*Task prompt:*
Set down each of the records below exactly as it reads. No pictures go into the copy.

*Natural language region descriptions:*
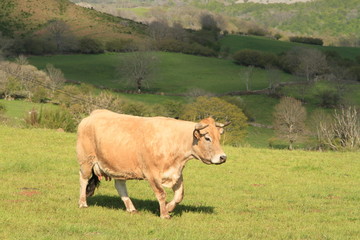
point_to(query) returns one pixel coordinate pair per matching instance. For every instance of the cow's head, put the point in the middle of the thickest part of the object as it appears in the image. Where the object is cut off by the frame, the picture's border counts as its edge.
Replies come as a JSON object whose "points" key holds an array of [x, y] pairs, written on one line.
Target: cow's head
{"points": [[206, 144]]}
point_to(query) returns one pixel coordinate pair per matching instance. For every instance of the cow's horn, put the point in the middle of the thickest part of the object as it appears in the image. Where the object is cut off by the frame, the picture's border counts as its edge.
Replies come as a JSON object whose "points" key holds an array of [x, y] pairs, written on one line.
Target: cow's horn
{"points": [[200, 126], [222, 125]]}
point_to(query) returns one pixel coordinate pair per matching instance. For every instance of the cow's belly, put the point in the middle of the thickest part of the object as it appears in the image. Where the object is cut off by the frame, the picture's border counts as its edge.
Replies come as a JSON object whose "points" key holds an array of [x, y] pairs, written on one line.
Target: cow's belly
{"points": [[171, 176], [120, 168]]}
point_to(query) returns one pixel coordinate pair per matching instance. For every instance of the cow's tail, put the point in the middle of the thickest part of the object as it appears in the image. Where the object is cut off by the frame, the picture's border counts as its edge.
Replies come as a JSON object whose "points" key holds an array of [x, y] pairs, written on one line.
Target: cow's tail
{"points": [[93, 183]]}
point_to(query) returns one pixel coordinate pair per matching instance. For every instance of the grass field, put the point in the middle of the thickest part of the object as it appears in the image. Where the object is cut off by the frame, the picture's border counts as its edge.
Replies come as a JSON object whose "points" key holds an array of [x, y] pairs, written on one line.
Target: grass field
{"points": [[236, 43], [257, 194], [175, 73]]}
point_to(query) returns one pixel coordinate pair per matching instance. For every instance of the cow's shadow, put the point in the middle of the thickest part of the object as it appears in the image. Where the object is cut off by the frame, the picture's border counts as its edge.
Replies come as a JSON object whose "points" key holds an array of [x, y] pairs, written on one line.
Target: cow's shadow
{"points": [[114, 202]]}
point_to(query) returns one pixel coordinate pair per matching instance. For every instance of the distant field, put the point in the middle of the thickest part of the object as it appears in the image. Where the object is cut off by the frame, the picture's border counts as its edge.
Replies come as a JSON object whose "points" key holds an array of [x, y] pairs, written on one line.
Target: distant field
{"points": [[175, 73], [17, 110], [236, 43], [256, 194]]}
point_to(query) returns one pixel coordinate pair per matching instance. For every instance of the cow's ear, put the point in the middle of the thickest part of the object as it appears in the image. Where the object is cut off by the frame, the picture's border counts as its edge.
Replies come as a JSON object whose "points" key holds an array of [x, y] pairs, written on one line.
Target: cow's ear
{"points": [[198, 127], [197, 134], [221, 126]]}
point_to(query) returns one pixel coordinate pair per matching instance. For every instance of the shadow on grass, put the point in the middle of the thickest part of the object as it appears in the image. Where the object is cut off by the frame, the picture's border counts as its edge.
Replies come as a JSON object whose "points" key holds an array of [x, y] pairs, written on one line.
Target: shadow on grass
{"points": [[114, 202]]}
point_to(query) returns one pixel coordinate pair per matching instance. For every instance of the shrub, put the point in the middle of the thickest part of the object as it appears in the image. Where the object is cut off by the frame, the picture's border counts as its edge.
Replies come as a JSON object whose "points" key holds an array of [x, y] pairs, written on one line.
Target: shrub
{"points": [[221, 111], [2, 108], [173, 108], [53, 119], [240, 103], [307, 40], [90, 46], [258, 31], [326, 95], [339, 131], [249, 57], [136, 109], [354, 73], [171, 45], [120, 45], [289, 120]]}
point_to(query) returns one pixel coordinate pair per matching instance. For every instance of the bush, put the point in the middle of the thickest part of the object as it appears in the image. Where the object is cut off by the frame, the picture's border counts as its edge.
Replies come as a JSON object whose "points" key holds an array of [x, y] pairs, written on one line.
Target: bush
{"points": [[37, 46], [221, 111], [326, 95], [136, 109], [173, 108], [354, 73], [307, 40], [339, 131], [2, 108], [120, 45], [249, 57], [258, 31], [90, 46], [171, 45], [53, 119]]}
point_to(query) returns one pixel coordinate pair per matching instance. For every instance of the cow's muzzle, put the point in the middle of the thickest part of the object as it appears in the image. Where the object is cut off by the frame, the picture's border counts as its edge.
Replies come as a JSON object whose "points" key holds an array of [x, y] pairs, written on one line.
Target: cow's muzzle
{"points": [[219, 159]]}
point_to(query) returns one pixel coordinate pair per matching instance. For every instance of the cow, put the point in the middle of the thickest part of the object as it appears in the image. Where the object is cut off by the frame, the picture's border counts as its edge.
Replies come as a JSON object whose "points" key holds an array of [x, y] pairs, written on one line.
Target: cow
{"points": [[124, 147]]}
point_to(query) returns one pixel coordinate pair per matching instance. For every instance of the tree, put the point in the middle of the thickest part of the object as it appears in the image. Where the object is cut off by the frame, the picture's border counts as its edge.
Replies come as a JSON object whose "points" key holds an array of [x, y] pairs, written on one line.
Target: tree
{"points": [[208, 23], [339, 131], [56, 77], [137, 69], [289, 119], [312, 62], [60, 33], [273, 76]]}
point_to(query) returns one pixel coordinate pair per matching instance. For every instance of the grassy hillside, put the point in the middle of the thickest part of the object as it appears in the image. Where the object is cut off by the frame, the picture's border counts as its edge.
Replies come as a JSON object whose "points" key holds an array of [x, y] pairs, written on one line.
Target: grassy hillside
{"points": [[236, 42], [22, 17], [256, 194], [329, 19], [175, 73], [317, 18]]}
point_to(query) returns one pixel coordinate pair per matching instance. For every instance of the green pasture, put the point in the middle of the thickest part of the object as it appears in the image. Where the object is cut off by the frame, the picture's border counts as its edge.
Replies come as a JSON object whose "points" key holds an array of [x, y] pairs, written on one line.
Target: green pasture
{"points": [[174, 74], [235, 43], [256, 194], [17, 110]]}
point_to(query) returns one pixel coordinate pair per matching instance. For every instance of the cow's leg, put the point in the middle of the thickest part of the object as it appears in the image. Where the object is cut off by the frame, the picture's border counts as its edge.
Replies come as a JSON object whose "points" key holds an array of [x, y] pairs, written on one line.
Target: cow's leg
{"points": [[161, 197], [178, 189], [85, 174], [120, 186]]}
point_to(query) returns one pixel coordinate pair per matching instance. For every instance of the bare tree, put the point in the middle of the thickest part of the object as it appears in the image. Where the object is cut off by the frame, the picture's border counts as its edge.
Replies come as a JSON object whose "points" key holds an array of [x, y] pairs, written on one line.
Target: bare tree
{"points": [[312, 62], [339, 131], [56, 77], [61, 34], [158, 30], [22, 60], [137, 69], [289, 119], [273, 76]]}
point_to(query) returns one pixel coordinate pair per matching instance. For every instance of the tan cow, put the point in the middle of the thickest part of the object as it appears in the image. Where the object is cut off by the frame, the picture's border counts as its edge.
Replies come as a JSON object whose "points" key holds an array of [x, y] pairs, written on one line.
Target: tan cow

*Reply:*
point_to(query) returns one pixel coordinate pair per matching instance. For every instance of the cow's head, put the point in the middle of the thickest part of the object as it appears in the image. Where the object is cut off by the frame, the picture's border counts as its edge.
Replies come as a JSON object whose "points" key holds an array of [x, y] pairs, written on one line.
Target: cow's head
{"points": [[206, 144]]}
point_to(query) returns one pixel coordinate pair per matching instance. For every instance of the cow's horn, put the point in the middle of the thickest part of the object as it appears in the image. Where the object is cut off by the frame, the picture's border counts as its edge.
Replies come as a JSON object whose "points" key holds an array of [x, y] pairs, written on one line.
Target: cow's horn
{"points": [[200, 126], [222, 125]]}
point_to(query) returns one pixel coordinate pair per matching instance. For every instance of the cow's belly, put the point in the middle of the thickest part of the object as it appears in the image. Where the object is cut off by the frame, the picture's border counts as its edge.
Replies come as a JSON object whose "points" key holds an array of [x, y] pairs, written on one line.
Target: cow's belly
{"points": [[171, 176], [120, 168]]}
point_to(query) returns one pixel coordinate pair per matching instance. For every instance of the cow's tail, put the point in the middle of the thickest part of the object as it appears in the image. Where the object is cut off by the frame, the picture's border counts as its edge.
Replies come as a JSON object whose "points" key holds an array of [x, y] pairs, written on one line.
Target: cow's tail
{"points": [[93, 183]]}
point_to(query) returns one pixel coordinate pair per matching instance. For every instance of the grass field, put the point in the middle of the thickest part of the object as it appears in the image. Where the object is cut off by the frame, the picture's border counts as its edge.
Replies come as a JSON object whose "points" key holds an array of [x, y] pairs, written on one line.
Target: grass field
{"points": [[236, 43], [257, 194], [175, 73]]}
point_to(query) returns one pixel coordinate pair per matching instance. For every instance of the cow's shadow, put the point in the middle of the thickest part of the object as it appears in the image. Where the object is cut off by the frame, the picture's border counts as its edge.
Replies come as a JSON object whose "points" key holds an array of [x, y] pairs, written on one line.
Target: cow's shadow
{"points": [[114, 202]]}
point_to(query) returns one pixel coordinate pair per matching instance. For every instance of the distant field, put the point in the middle of the thickest part of the object as it appears in the image. Where the object is cut off by the frame, the picture's border counts as its edge.
Replies come as a JSON object whose "points" key holds an array of [x, y] pairs, written on one line.
Target: distant field
{"points": [[175, 73], [17, 110], [236, 43], [256, 194]]}
point_to(query) returns one pixel coordinate pair per matching instance. For every instance of the cow's ear, put the point in the middle of the thickest part of the object as it appears in the image. Where the object is cut off by the frame, the picture's border counts as its edge.
Replies come as a JSON object whose "points" key holds an array of [x, y] pairs, written on one line.
Target: cow's ear
{"points": [[198, 127], [197, 134], [221, 126]]}
point_to(query) returns one pixel coordinate pair per matching instance. For every instance of the shadow on grass, put the point in the middle of the thickest part of the object as it appears in the image. Where the object is cut off by the frame, the picture's border counts as its edge.
Replies come as a JSON object whose "points" key holds an array of [x, y] pairs, written on one line.
Target: shadow on grass
{"points": [[114, 202]]}
point_to(query) returns one pixel coordinate pair per matching instance. For every instance of the shrub, put the point in the middle of the thickest part of the object as it appears in the image. Where the object is cut off by the frame, the picture's border counts as its edge.
Replies come as a JSON object whose "points" key holds an array of [x, y] pairs, written on one line.
Target: shrub
{"points": [[221, 111], [2, 108], [173, 108], [53, 119], [240, 103], [307, 40], [90, 46], [258, 31], [326, 95], [339, 131], [249, 57], [136, 109], [354, 73], [171, 45], [120, 45], [289, 120]]}
point_to(query) returns one pixel coordinate pair per matching instance. For every instance of the bush, put the point in the middle of the thickest part of the object as it appears in the image. Where the object is cut off by the frame, the picture's border counts as its edge.
Replies come as a JSON object whose "points" key holds an array of [x, y] pairs, written on one line.
Target: bush
{"points": [[37, 46], [221, 111], [326, 95], [136, 109], [173, 108], [354, 73], [307, 40], [339, 131], [2, 108], [120, 45], [249, 57], [258, 31], [90, 46], [171, 45], [53, 119]]}
point_to(query) returns one pixel coordinate pair per matching instance. For every instance of the cow's muzzle, put the point in the middle of the thickest part of the object as it appears in the image. Where the object is cut off by the frame, the picture's border counts as its edge.
Replies come as a JSON object whose "points" key holds an array of [x, y] pairs, written on one line.
Target: cow's muzzle
{"points": [[219, 159]]}
point_to(query) returns one pixel coordinate pair per matching instance. For every instance of the cow, put the point in the middle of the thickest part of the object as it appears in the image. Where the object is cut off by the frame, the picture's border counts as its edge.
Replies come as a JSON object whose "points" key holds an array of [x, y] pairs, written on one line.
Target: cow
{"points": [[124, 147]]}
point_to(query) returns one pixel coordinate pair per matching instance. For every instance of the tree, put the point in the middle of the thickest part of the object as it appears in the image. Where the object is cut off by the frame, the picture's border counts as its edge.
Replies come as a JSON object whose "points" key holds an array of [x, y] pairs, written on one line.
Target: tree
{"points": [[208, 23], [339, 131], [56, 77], [137, 69], [289, 119], [312, 62], [60, 33], [273, 76]]}
point_to(query) returns one pixel coordinate pair per matching instance. For every instance of the grassy hillside, put the point in the middle of the thickest part of the object as it appears in the image. Where the object is cut off by the frame, the picture's border counts as its edge.
Replies come as a JSON object whose "points" key holds an array of [x, y] pairs, written on one line.
Target: grassy hillside
{"points": [[236, 42], [22, 17], [256, 194], [329, 19], [175, 73], [317, 18]]}
point_to(query) returns one pixel coordinate pair per matching instance. For every instance of the green pasture, put the point in the middle of the thickest part of the object as it appears in the image. Where the object is cut off by the frame, the picture's border counts as its edge.
Replies come as a JSON object whose "points" key holds an array of [x, y] pairs, written on one line.
Target: green pasture
{"points": [[174, 74], [235, 43], [256, 194], [17, 110]]}
point_to(query) returns one pixel coordinate pair per matching instance. For every instance of the cow's leg, put the point in the middle of the thickest part of the object as it appears in the image. Where the object is cut off by the frame, the picture's border counts as its edge.
Replies come as a JSON object whose "points" key holds an array of [x, y] pairs, written on one line.
Target: cow's leg
{"points": [[161, 197], [178, 189], [85, 174], [120, 186]]}
point_to(query) returns one pixel coordinate pair per matching instance. For every instance of the bare tree, put the point in the middle of the thickest part of the object as it appears in the image. Where the object is cut off by the frame, the picture's border counts as its edge.
Replies come as a JSON object whose "points" key holds an array of [x, y] pairs, written on one line.
Target: bare tree
{"points": [[312, 62], [339, 131], [56, 77], [61, 34], [158, 30], [22, 60], [137, 69], [289, 119], [273, 76]]}
point_to(query) returns one pixel coordinate pair per matching instance. For every instance of the tan cow, put the point in the middle of the thickest part of the object as it appears in the image. Where the object is cut off by the frame, the picture's border counts as its edge.
Replies come as a JSON object whose "points" key holds an array of [x, y] pairs, written on one line.
Target: tan cow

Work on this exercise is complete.